**Exercise prompt**
Word for word, repeat the records, leaving every picture behind.

**Material for this exercise**
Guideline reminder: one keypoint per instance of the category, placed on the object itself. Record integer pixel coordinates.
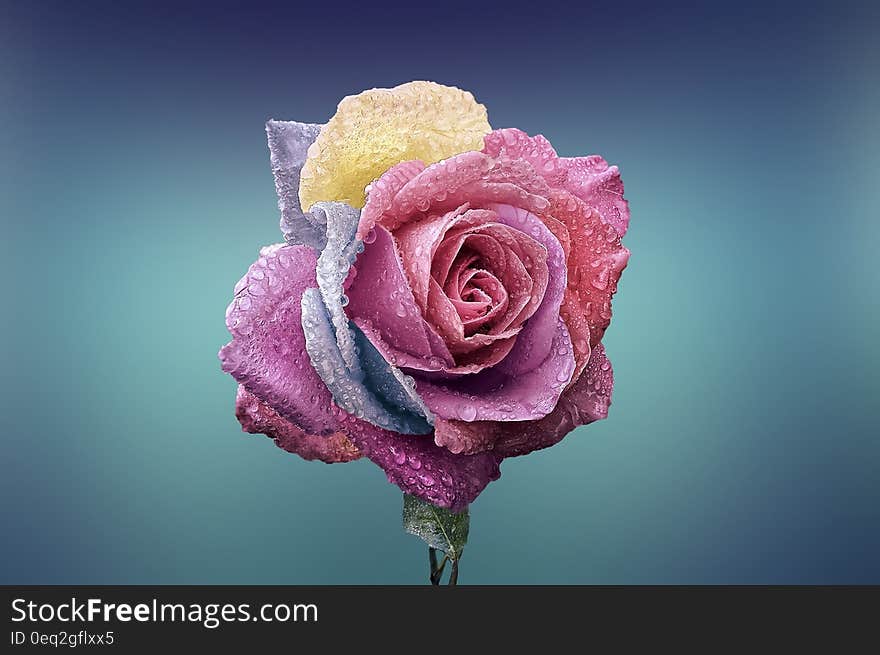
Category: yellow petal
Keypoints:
(376, 129)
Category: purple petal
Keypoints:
(587, 400)
(257, 417)
(267, 353)
(381, 303)
(493, 395)
(419, 467)
(288, 147)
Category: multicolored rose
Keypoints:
(440, 300)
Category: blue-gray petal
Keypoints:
(350, 389)
(289, 143)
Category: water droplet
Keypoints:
(467, 412)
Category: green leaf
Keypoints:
(438, 527)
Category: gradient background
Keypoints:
(742, 446)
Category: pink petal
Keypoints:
(493, 395)
(596, 260)
(257, 417)
(267, 352)
(381, 194)
(589, 178)
(382, 304)
(421, 468)
(599, 185)
(587, 400)
(417, 243)
(582, 403)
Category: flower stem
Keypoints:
(436, 571)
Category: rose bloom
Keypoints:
(454, 321)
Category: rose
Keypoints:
(456, 320)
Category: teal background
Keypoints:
(742, 444)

**Task output**
Guideline reminder: one keypoint per instance of the category, placed on the object itself. Record integer pixel coordinates.
Category: yellow petal
Keypoints:
(376, 129)
Category: purple petal
Keypoints:
(587, 400)
(257, 417)
(267, 353)
(381, 303)
(493, 395)
(419, 467)
(288, 147)
Category: multicolored rose
Keypoints:
(440, 300)
Category: blue-gray petal
Keypoints:
(350, 389)
(289, 143)
Category: water droplet
Keypoints:
(467, 412)
Category: green leaf
Keypoints:
(438, 527)
Category: gradient background
Keypoints:
(742, 446)
Category: pink petal
Keypoints:
(493, 395)
(596, 260)
(257, 417)
(267, 352)
(381, 194)
(589, 178)
(382, 304)
(421, 468)
(599, 185)
(587, 400)
(417, 243)
(582, 403)
Category: flower stem
Keypoints:
(436, 571)
Category: rose bloom
Keypoints:
(454, 321)
Category: rose
Keypoints:
(456, 320)
Category: teal background
Keypoints:
(742, 444)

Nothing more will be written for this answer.